Each entry must be returned exactly. None may be omitted.

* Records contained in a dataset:

++++++++++++++++++++

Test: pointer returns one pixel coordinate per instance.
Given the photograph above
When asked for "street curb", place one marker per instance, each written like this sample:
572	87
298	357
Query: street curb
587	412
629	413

++++++++++++++++++++

* Completed task:
Test: pointer returns one pixel coordinate per instance.
Given the photograph above
When asked for "street curb", place one marker per instance, each written like this sample:
572	87
298	357
Query: street curb
587	412
629	413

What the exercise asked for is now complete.